> _What this exercise asks_:
(A) Copy the red knot passage from "Red Knots and" up to and including "habitat last week.", switching "conservationists" to "biologists".
(B) Resume the red knot passage, starting right after its final sentence.

> _Passage to read_:
*** Block opens ***

Red Knots and Dunlin feed together at Reeds Beach |
What additional protections result from a listing remain to be seen, but conservationists have some suggestions:
Advocates say the listing would help not only the red knot, but many other shorebird species that migrate through Delaware Bay and are in a similar, although less dire, decline. These would include the ruddy turnstone, semi-palmated sandpiper and sanderling....I wrote about the study connecting Red Knots to Delaware Bay stopover habitat last week.
During the 1980s and '90s, peak Delaware Bay counts of the red knot reached 95,000. Since 2004, they ahve been consistently below 16,000. Likewise, in their wintering area at the tip of South America, peak counts have dropped from 75,000 to 16,260 in 2010. At the winter count earlier this year, the number had declined to less than 10,000.

*** Block closes ***

> _Records_:
*** Block opens ***

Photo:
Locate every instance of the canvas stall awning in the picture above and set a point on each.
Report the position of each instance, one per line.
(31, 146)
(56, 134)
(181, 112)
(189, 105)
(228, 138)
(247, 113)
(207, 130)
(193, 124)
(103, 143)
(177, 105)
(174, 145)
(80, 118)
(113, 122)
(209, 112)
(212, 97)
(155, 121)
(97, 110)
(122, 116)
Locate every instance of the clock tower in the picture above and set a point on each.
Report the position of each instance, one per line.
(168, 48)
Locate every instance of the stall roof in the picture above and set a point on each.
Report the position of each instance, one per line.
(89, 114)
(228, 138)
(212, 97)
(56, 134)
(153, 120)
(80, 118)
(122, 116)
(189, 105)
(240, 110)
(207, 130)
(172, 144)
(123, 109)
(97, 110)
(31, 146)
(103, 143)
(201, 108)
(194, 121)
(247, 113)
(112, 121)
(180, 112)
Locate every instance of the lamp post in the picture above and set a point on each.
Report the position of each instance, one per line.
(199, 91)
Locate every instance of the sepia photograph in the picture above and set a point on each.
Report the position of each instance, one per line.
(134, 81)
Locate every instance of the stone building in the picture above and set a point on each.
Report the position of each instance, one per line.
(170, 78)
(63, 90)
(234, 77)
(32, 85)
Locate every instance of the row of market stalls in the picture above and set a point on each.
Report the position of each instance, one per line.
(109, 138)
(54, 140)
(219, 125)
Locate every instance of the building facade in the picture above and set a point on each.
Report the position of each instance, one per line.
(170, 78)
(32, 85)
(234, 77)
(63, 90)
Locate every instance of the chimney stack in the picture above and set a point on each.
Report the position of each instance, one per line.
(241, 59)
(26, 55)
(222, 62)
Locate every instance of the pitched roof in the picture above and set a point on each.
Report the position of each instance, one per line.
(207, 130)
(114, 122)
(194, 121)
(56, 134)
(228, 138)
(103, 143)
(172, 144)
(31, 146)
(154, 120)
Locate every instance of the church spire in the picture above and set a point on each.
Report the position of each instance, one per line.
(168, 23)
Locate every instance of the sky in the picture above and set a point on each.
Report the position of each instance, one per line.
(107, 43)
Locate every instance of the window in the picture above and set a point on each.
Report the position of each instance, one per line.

*** Block closes ***

> _Numbered answers_:
(A)
Red Knots and Dunlin feed together at Reeds Beach |
What additional protections result from a listing remain to be seen, but biologists have some suggestions:
Advocates say the listing would help not only the red knot, but many other shorebird species that migrate through Delaware Bay and are in a similar, although less dire, decline. These would include the ruddy turnstone, semi-palmated sandpiper and sanderling....I wrote about the study connecting Red Knots to Delaware Bay stopover habitat last week.

(B)
Meanwhile, a recent study by New Jersey biologist Larry Niles, who has followed the bird to the ends of the earth in a decade or more of study, and others has confirmed the key role that horseshoe crab eggs play.
"Right now, we need to see more adult crabs breeding, and we're not," Niles said. Fisheries officials that govern the crab harvest keep saying to give it more time, he said. "That would be fine, except we were promised signs of recovery six years ago."
He suspects further restrictions in the harvest are needed. Or the problem now may lie elsewhere. The illegal harvet may be greater than estimated. The blood of the crab is used as an indicator for contamination in medical devices, and the crabs are caught, partially bled and then returned to the wild. But a recent study suggested that mortality from this may be higher than estimated.
Habitat protections might also result, though a lot of the Red Knot's habitat falls outside of the U.S. – in Canada for breeding and in southern South America for wintering. Either way, it is a positive step forward, and I hope it results in a stronger Red Knot population.